───── INPUT FOR THIS TASK ─────

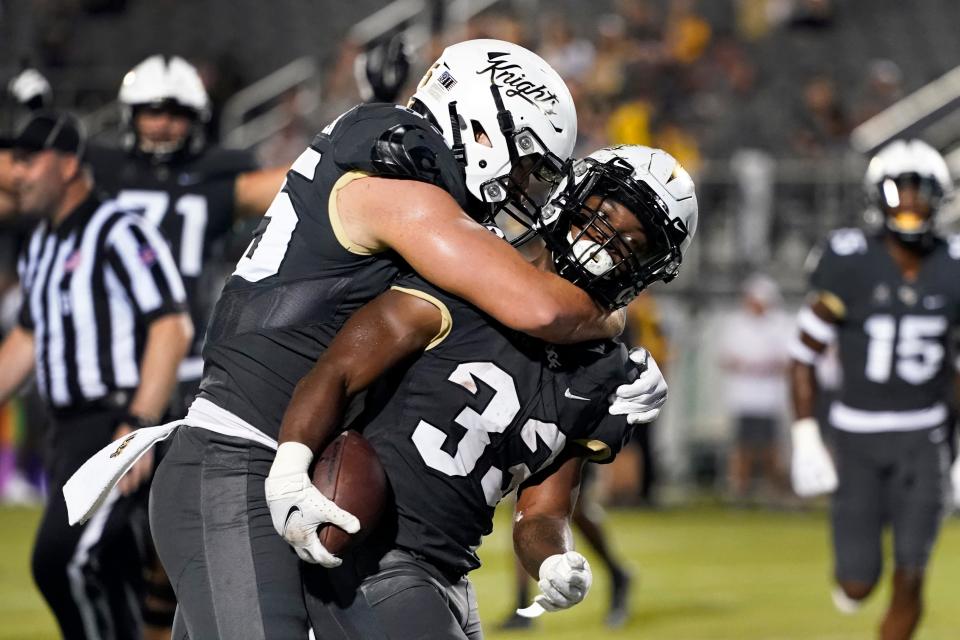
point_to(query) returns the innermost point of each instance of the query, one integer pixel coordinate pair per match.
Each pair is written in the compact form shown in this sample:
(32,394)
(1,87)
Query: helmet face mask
(907,181)
(514,200)
(611,232)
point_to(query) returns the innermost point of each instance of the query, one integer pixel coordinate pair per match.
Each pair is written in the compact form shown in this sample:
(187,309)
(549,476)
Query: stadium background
(771,105)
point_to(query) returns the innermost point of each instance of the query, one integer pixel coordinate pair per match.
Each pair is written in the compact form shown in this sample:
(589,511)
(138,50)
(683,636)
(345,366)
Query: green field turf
(702,574)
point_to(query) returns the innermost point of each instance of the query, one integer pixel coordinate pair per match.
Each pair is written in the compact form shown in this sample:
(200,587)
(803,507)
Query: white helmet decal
(533,95)
(157,80)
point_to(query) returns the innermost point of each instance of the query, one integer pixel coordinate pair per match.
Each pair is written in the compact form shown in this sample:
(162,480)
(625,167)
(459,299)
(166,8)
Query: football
(349,472)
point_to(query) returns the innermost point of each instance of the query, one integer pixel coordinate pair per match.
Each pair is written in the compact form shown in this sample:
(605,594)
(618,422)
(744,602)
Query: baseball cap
(56,130)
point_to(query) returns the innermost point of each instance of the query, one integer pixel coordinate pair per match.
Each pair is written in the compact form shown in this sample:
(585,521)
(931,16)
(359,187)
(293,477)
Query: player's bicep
(816,329)
(552,493)
(254,191)
(382,333)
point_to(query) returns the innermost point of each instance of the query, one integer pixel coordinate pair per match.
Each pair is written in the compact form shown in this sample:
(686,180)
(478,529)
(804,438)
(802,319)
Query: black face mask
(597,257)
(911,229)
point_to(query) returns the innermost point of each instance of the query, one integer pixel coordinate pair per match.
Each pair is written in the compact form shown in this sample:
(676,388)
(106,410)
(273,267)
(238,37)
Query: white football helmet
(908,164)
(170,83)
(591,252)
(517,100)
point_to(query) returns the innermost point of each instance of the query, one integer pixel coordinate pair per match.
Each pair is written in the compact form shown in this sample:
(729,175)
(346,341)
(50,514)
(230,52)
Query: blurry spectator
(592,126)
(644,329)
(883,88)
(283,147)
(823,125)
(223,77)
(606,78)
(672,137)
(572,57)
(753,172)
(630,123)
(753,357)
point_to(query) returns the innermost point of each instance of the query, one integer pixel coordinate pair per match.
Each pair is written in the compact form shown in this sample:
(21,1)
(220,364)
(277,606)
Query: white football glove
(298,508)
(811,468)
(955,482)
(642,399)
(565,579)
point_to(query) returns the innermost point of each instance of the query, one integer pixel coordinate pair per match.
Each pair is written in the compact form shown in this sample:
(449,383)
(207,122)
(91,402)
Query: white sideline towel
(89,486)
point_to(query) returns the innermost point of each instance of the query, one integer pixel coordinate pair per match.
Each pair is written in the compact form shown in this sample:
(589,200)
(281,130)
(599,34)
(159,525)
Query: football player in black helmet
(381,188)
(480,411)
(890,301)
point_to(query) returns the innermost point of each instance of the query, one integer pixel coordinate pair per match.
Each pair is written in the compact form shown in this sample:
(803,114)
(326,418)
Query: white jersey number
(263,257)
(153,205)
(495,418)
(914,351)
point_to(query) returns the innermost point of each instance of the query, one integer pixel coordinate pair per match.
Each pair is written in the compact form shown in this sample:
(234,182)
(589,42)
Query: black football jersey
(191,201)
(894,335)
(301,278)
(477,414)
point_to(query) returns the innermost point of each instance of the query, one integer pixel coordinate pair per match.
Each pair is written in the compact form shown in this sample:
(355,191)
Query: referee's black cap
(54,130)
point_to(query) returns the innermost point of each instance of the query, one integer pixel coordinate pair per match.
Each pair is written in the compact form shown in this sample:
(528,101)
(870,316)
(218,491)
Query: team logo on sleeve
(123,445)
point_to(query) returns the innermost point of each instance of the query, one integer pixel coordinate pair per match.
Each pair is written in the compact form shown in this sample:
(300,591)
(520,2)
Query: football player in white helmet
(914,166)
(889,301)
(630,209)
(381,182)
(509,118)
(164,107)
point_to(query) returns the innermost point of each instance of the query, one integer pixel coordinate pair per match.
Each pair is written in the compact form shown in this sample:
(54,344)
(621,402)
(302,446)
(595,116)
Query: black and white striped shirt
(91,288)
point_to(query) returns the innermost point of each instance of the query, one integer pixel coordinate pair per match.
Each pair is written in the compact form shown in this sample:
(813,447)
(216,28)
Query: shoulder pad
(392,141)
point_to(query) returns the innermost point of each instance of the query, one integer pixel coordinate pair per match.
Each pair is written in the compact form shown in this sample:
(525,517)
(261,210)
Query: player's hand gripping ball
(317,516)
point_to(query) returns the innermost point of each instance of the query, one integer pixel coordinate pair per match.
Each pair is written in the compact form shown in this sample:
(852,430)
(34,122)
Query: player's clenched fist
(642,399)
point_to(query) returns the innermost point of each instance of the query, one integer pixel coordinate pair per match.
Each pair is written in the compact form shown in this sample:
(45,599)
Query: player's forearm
(255,190)
(316,410)
(16,361)
(536,538)
(803,389)
(168,340)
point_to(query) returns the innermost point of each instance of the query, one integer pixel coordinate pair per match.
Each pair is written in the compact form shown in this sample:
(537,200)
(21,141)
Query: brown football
(349,472)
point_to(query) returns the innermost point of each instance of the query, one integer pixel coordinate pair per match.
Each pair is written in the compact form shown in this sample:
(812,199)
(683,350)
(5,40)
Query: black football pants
(90,575)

─────

TASK => Retype every record above exactly as written, but leave out the pictures.

WORKED SOLUTION =>
point_to(query) returns the innermost point of each instance of the query, one integer pixel coordinate pair per match.
Each pair is written in the compact form shown in this sample:
(32,394)
(1,87)
Query: helmet face mask
(907,181)
(514,200)
(611,232)
point_to(query) returns the innermost point of each instance of the query, one integer pixel coordinate pair per match.
Each pair is written in the compact form shown in this sample:
(187,309)
(549,476)
Query: stadium background
(771,105)
point_to(query) returns the innermost point of each instance of the query, one integer pixel coordinate pair per match.
Each pair is written in the compact form shown in this sample:
(589,511)
(138,50)
(683,636)
(345,366)
Query: green field turf
(702,574)
point_to(query) returns the innermost point of each instance of the query, one integer pixel coordinate pair per match.
Each pair is written in the compact form shown in this sample:
(200,587)
(803,507)
Query: white helmet decal
(533,95)
(157,80)
point_to(query) returns the innermost point of each instance of the query, one integer pixel coordinate pair per match.
Each pair is written in the compact form shown in this sample:
(162,480)
(625,167)
(459,299)
(166,8)
Query: football
(349,472)
point_to(query) returns the innermost point of each instance of the query, one integer pixel coordinate pair per match.
Each pair is written in the compact form shown in this sample:
(605,594)
(618,422)
(744,602)
Query: baseball cap
(56,130)
point_to(query) returns the innermost point of each instance of the query, one integer pixel coordinate pair per match.
Each pair is written in the compact form shown in this sample:
(585,521)
(931,16)
(359,187)
(293,477)
Query: player's bicep
(816,329)
(552,493)
(254,191)
(382,333)
point_to(query) returns the innermost point of each instance of the query, one integer pixel coordinate pair per match.
Each pair is written in the compact form shown in this sample:
(686,180)
(478,529)
(804,438)
(802,319)
Query: black face mask
(597,257)
(911,229)
point_to(query) returns the innermost point of each instance of the query, one integer pixel coordinate pair per match.
Each pair is written in the compact form shown in this sample:
(676,388)
(106,410)
(273,267)
(238,37)
Query: white football helmet
(908,164)
(170,83)
(591,252)
(517,100)
point_to(query) returns the innermost point of each instance of the query, one integer pixel coordinate pair per match.
Each pair is written in the compact form shown in this sample:
(729,175)
(346,341)
(50,514)
(230,52)
Query: blurry spectator
(592,126)
(644,329)
(883,88)
(283,147)
(823,125)
(223,77)
(606,78)
(672,137)
(572,57)
(753,172)
(630,123)
(753,357)
point_to(query) returns the innermost point of each instance of the query, one integer pixel coordinate pair per match.
Each pair is written in the compact form shown in this sample:
(21,1)
(220,364)
(277,606)
Query: white football glove
(298,508)
(811,468)
(955,482)
(642,399)
(565,579)
point_to(query) returns the innermost point of each instance of the query, one integer pixel coordinate pair per match.
Each pair is written in the compact form shown in this sample:
(449,383)
(207,122)
(91,402)
Query: white sideline towel
(89,486)
point_to(query) returns the innermost point of each instance of the query, one integer pixel coordinate pair per match.
Each pair is written in the compact form shown in this sample:
(589,200)
(281,130)
(599,34)
(159,525)
Query: football player in black helmet
(381,188)
(480,411)
(890,301)
point_to(query) returns the innermost point of each instance of the query, one integer pixel coordinate pair per match.
Each pair is written in the compact form shown in this sample:
(803,114)
(326,418)
Query: white jersey number
(263,257)
(153,205)
(495,418)
(914,351)
point_to(query) returns the innermost point of each instance of the query, one integer pixel coordinate pair per match.
Each pair is written in the compact form shown in this sample:
(234,182)
(589,42)
Query: black football jersey
(191,201)
(894,335)
(301,278)
(477,414)
point_to(query) returns the innermost point of each instance of the query, one integer pixel coordinate pair per match.
Each pair is written in the compact form shown in this sample:
(355,191)
Query: referee's black cap
(54,130)
point_to(query) returns the innermost point of each instance of the query, one integer pixel coordinate pair per match.
Each pair is written in the compact form shown in this sample:
(528,101)
(870,316)
(218,491)
Query: team logo on sleeve
(123,445)
point_to(query) returns the innermost point of each instance of the query, one integer pixel coordinate pair per match.
Each pair is written in the compact form shown in this sample:
(300,591)
(520,2)
Query: football player in white helmet
(914,166)
(889,301)
(630,209)
(381,182)
(509,118)
(164,107)
point_to(query) returns the innermost point of each instance of the query, one integer pixel coordinate pair per match.
Each pair is written in the compact form shown in this sample:
(54,344)
(621,402)
(302,446)
(595,116)
Query: black and white striped shirt
(91,288)
point_to(query) returns the innermost point of each instance of the query, one integer pixel coordinate pair per match.
Each pair is written in the compact form shown in this sample:
(813,447)
(216,28)
Query: shoulder pad
(392,141)
point_to(query) returns the innermost point of each instance of the query, one integer pixel coordinate pair per match.
Each pair is written in the compact form shown in this sample:
(525,517)
(261,210)
Query: player's hand gripping ball
(317,516)
point_to(query) returns the innermost point of each instance of the query, one integer pixel coordinate pair per match.
Each pair is written in the compact form shown in this sample:
(852,430)
(34,122)
Query: player's clenched fist
(642,399)
point_to(query) returns the innermost point of each instance of the query, one integer pixel coordinate pair per match.
Each pair is written in the compact form shown in this sample:
(45,599)
Query: player's forearm
(255,190)
(316,410)
(16,361)
(536,538)
(803,389)
(168,340)
point_to(query) returns the innermost point of each instance of the query, one integer pixel coordinate pair per match.
Each pair is written in the compact form shown in this sample:
(537,200)
(21,141)
Query: brown football
(349,472)
point_to(query) returns the innermost point of each instance of the query, one integer pixel coordinate pair per match.
Each pair is written in the compact form shown in this sample:
(812,199)
(683,350)
(5,40)
Query: black football pants
(90,575)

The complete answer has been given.